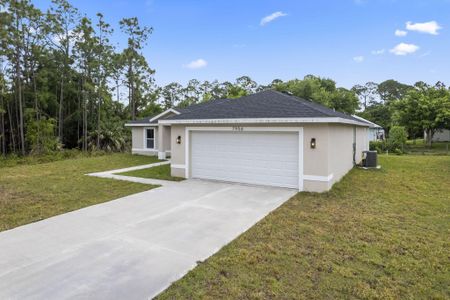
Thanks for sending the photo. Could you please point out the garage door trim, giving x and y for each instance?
(238, 128)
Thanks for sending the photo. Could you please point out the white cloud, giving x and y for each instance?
(404, 49)
(273, 16)
(399, 32)
(425, 54)
(196, 64)
(431, 27)
(358, 59)
(378, 52)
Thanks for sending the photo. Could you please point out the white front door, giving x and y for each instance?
(261, 157)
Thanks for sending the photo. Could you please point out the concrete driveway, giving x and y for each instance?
(132, 247)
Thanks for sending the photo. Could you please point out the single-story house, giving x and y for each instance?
(268, 138)
(441, 135)
(375, 132)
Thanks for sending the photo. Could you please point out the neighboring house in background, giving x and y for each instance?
(376, 132)
(441, 135)
(267, 138)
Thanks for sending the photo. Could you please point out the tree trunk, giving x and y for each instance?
(429, 140)
(2, 125)
(60, 111)
(98, 122)
(11, 127)
(20, 100)
(84, 118)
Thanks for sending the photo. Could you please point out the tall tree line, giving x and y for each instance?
(420, 108)
(58, 75)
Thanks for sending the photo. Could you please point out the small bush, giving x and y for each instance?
(378, 146)
(397, 139)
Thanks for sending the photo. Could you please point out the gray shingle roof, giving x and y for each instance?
(265, 104)
(143, 121)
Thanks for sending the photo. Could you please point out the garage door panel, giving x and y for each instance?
(268, 158)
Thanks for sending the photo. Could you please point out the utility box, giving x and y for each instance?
(370, 159)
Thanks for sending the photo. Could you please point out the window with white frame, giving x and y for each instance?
(150, 138)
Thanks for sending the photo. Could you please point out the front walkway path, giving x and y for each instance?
(113, 175)
(133, 247)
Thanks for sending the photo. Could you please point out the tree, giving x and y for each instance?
(391, 90)
(171, 95)
(62, 19)
(379, 113)
(323, 91)
(135, 63)
(367, 93)
(426, 108)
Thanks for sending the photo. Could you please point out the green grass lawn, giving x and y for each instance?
(30, 193)
(160, 172)
(379, 234)
(419, 147)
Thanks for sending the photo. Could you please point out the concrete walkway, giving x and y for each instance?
(112, 174)
(132, 247)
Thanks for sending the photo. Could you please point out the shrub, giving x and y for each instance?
(397, 139)
(378, 146)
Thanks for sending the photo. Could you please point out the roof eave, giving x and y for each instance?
(141, 125)
(264, 121)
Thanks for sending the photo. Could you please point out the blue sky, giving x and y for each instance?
(350, 41)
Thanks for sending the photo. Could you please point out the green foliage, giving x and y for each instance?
(41, 136)
(424, 108)
(113, 136)
(379, 146)
(323, 91)
(397, 139)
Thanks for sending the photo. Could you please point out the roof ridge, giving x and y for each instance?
(310, 103)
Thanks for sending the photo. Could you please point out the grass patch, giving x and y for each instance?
(419, 147)
(379, 234)
(15, 160)
(30, 193)
(159, 172)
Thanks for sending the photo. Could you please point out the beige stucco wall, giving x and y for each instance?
(333, 154)
(137, 141)
(137, 137)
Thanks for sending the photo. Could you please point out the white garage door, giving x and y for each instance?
(266, 158)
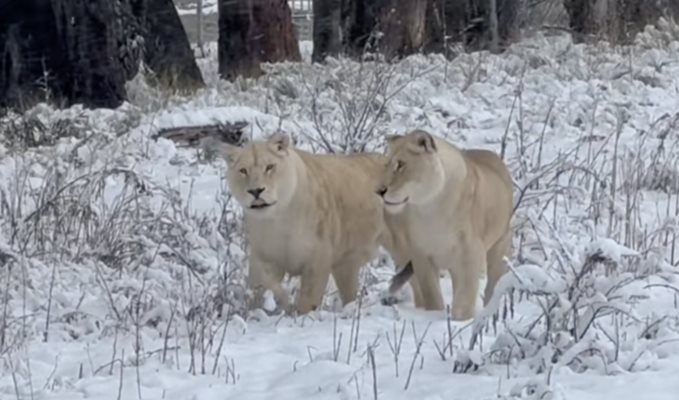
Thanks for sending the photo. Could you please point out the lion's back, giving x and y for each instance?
(344, 188)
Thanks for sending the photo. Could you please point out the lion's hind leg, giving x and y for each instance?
(496, 263)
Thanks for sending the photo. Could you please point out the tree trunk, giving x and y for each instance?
(402, 25)
(326, 29)
(252, 32)
(397, 28)
(66, 51)
(83, 51)
(167, 51)
(616, 20)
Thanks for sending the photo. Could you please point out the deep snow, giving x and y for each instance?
(159, 240)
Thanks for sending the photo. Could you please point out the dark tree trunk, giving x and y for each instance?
(403, 29)
(409, 26)
(167, 51)
(83, 51)
(252, 32)
(469, 22)
(326, 29)
(622, 19)
(66, 51)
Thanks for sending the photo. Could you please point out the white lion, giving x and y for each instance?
(308, 215)
(456, 207)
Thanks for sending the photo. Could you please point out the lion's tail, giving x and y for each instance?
(401, 278)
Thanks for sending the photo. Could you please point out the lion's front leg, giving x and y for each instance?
(467, 267)
(315, 276)
(426, 283)
(263, 276)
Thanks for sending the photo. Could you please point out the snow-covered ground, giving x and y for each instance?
(121, 256)
(210, 6)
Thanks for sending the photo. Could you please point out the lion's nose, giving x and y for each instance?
(256, 192)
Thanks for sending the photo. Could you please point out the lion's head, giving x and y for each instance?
(261, 174)
(414, 173)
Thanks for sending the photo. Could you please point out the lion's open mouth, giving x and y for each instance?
(258, 205)
(398, 203)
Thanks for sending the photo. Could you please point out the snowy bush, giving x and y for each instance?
(124, 254)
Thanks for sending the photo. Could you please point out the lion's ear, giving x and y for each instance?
(425, 141)
(391, 139)
(280, 142)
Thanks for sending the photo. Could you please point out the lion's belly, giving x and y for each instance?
(433, 238)
(285, 248)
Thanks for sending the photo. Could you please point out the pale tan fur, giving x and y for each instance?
(456, 206)
(324, 217)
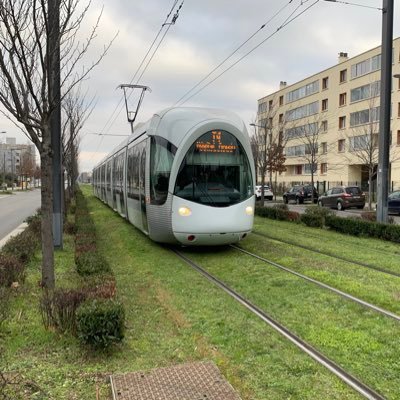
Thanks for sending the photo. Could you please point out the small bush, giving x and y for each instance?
(69, 228)
(11, 270)
(100, 322)
(277, 212)
(58, 308)
(90, 263)
(360, 227)
(4, 304)
(22, 246)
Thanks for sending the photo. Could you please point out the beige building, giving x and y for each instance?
(335, 112)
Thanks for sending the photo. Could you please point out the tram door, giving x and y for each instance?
(142, 181)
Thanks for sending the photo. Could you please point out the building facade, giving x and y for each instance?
(330, 123)
(15, 157)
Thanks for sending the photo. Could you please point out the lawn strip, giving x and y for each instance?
(349, 334)
(369, 285)
(371, 251)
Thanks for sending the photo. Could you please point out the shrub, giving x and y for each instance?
(100, 322)
(90, 263)
(58, 308)
(315, 216)
(11, 270)
(4, 304)
(22, 246)
(360, 227)
(69, 228)
(277, 212)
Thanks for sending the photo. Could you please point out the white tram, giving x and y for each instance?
(186, 176)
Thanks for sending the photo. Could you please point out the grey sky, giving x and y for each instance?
(205, 33)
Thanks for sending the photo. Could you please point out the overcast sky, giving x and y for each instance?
(205, 33)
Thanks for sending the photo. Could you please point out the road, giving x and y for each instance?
(351, 212)
(15, 208)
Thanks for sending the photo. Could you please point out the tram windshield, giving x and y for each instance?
(215, 171)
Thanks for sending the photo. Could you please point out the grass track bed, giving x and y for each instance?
(346, 332)
(369, 285)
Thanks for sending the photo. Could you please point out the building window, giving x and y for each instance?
(342, 122)
(343, 75)
(341, 145)
(342, 99)
(325, 83)
(303, 91)
(298, 170)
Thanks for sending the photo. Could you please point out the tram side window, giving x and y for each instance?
(161, 159)
(133, 173)
(108, 172)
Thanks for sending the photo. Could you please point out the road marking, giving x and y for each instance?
(15, 232)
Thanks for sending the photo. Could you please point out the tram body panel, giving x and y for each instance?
(194, 224)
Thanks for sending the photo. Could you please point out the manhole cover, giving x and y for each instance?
(193, 381)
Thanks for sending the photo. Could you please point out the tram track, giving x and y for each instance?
(336, 369)
(312, 236)
(349, 260)
(321, 284)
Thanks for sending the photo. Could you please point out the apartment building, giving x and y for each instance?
(13, 156)
(336, 113)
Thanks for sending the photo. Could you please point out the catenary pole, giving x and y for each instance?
(384, 114)
(55, 121)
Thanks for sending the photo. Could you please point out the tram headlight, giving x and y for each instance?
(249, 210)
(184, 211)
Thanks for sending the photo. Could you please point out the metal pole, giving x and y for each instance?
(384, 115)
(55, 122)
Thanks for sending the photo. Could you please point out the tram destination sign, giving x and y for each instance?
(217, 143)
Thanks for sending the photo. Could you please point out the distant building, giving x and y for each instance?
(341, 106)
(12, 156)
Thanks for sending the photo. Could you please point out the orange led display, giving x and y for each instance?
(216, 145)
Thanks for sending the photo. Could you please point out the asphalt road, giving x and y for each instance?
(351, 212)
(15, 208)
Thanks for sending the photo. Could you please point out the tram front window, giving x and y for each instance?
(215, 171)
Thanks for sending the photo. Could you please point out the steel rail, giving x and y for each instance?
(365, 265)
(321, 284)
(350, 380)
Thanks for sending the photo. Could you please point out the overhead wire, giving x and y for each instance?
(111, 120)
(283, 25)
(234, 52)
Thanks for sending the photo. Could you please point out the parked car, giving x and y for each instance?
(268, 195)
(394, 202)
(300, 193)
(342, 197)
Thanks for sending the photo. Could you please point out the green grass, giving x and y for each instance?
(175, 316)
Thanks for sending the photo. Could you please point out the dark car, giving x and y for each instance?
(342, 197)
(300, 193)
(394, 202)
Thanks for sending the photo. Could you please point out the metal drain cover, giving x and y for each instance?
(193, 381)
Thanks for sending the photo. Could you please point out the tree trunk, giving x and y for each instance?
(48, 278)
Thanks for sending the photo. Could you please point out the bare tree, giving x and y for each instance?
(76, 110)
(309, 149)
(267, 143)
(26, 167)
(26, 84)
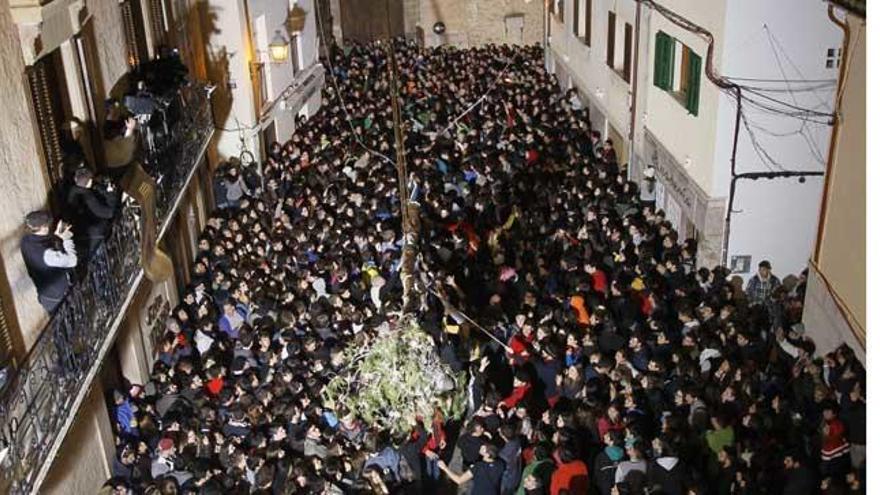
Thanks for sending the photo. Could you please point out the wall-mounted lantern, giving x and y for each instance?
(279, 48)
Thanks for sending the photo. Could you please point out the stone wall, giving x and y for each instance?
(110, 41)
(476, 22)
(24, 186)
(83, 463)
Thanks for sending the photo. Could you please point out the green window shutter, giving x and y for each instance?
(663, 61)
(693, 94)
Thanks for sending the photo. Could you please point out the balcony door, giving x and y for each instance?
(51, 107)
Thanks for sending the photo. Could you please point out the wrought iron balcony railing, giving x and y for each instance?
(40, 401)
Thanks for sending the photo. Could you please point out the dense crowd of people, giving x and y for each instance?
(625, 368)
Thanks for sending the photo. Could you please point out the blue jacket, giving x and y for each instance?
(124, 415)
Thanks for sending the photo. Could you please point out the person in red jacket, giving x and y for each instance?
(600, 280)
(571, 475)
(835, 446)
(521, 389)
(435, 445)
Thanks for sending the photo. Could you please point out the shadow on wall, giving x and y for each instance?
(216, 63)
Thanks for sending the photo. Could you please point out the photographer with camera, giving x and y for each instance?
(50, 266)
(91, 207)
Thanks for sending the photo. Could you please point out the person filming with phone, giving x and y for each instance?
(50, 257)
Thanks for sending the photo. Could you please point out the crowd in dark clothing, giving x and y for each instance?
(625, 367)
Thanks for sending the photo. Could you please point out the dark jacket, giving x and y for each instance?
(90, 211)
(668, 475)
(50, 281)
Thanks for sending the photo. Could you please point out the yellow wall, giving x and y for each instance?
(842, 258)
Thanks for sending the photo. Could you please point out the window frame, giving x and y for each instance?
(679, 76)
(611, 35)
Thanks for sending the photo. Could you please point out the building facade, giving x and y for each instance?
(62, 63)
(835, 307)
(660, 80)
(465, 23)
(261, 95)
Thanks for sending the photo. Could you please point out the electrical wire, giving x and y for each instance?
(479, 100)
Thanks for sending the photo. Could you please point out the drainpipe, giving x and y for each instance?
(546, 32)
(635, 92)
(835, 131)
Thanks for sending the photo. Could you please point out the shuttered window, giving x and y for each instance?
(588, 22)
(135, 37)
(158, 27)
(44, 83)
(582, 19)
(677, 70)
(612, 28)
(627, 51)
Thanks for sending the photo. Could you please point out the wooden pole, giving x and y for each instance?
(408, 211)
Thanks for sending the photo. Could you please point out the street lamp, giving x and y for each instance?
(279, 48)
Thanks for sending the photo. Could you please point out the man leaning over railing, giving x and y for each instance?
(49, 265)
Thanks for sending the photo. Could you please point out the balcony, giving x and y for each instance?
(39, 404)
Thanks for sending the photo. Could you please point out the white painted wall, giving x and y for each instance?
(606, 90)
(776, 219)
(273, 15)
(690, 139)
(230, 40)
(266, 16)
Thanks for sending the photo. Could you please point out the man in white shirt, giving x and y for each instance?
(50, 267)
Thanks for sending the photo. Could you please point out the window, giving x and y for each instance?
(582, 20)
(160, 23)
(832, 58)
(627, 52)
(612, 26)
(677, 70)
(135, 38)
(45, 82)
(264, 83)
(294, 54)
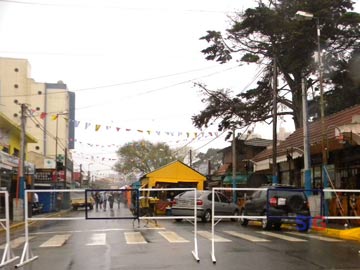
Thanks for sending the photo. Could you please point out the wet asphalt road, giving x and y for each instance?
(104, 244)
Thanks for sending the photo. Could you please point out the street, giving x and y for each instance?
(117, 244)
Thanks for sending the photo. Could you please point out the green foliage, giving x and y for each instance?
(212, 155)
(266, 32)
(143, 156)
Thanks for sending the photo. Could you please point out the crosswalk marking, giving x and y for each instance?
(217, 238)
(17, 242)
(313, 236)
(97, 239)
(134, 238)
(173, 237)
(283, 237)
(247, 236)
(56, 240)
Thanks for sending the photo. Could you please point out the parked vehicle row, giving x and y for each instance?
(183, 205)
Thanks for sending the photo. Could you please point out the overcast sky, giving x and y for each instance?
(132, 65)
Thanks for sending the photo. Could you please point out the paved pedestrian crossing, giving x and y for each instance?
(138, 238)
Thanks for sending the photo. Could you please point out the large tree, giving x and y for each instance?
(144, 157)
(272, 31)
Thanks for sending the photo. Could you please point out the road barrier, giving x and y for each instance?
(219, 217)
(194, 217)
(8, 255)
(316, 221)
(27, 254)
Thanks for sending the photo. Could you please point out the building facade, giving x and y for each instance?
(49, 115)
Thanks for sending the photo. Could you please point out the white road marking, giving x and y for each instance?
(99, 230)
(322, 238)
(56, 240)
(97, 239)
(247, 237)
(17, 242)
(217, 238)
(173, 237)
(283, 237)
(134, 238)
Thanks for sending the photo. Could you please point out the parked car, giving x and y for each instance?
(183, 205)
(78, 201)
(37, 208)
(280, 203)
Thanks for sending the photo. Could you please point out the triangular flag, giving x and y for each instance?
(43, 115)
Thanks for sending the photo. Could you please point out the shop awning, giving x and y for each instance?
(239, 179)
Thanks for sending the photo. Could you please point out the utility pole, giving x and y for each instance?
(274, 156)
(322, 107)
(65, 168)
(234, 165)
(190, 158)
(307, 166)
(22, 152)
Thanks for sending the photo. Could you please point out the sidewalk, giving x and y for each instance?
(19, 224)
(341, 232)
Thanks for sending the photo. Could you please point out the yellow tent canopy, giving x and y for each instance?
(172, 174)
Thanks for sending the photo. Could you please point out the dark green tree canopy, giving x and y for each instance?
(260, 35)
(144, 156)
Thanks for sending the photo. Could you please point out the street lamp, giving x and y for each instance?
(309, 16)
(89, 173)
(56, 148)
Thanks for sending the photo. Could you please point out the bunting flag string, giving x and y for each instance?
(98, 127)
(202, 135)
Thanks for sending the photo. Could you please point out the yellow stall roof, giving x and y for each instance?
(174, 172)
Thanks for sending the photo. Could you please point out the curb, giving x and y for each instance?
(22, 223)
(349, 234)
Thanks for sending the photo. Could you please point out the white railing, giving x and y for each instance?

=-=-=

**Given request**
Rewrite the lines from the one containing "curb, giving x and y for each instance?" through the end of the records, swapping "white railing" for "black railing" and keeping everything else the same.

**Answer for the task**
Thanks for sending the photo. Could you please point out the curb, giving x and y for each instance?
(22, 223)
(349, 234)
Thanks for sending the photo. Could you please point out the black railing, giving x and y for each instance?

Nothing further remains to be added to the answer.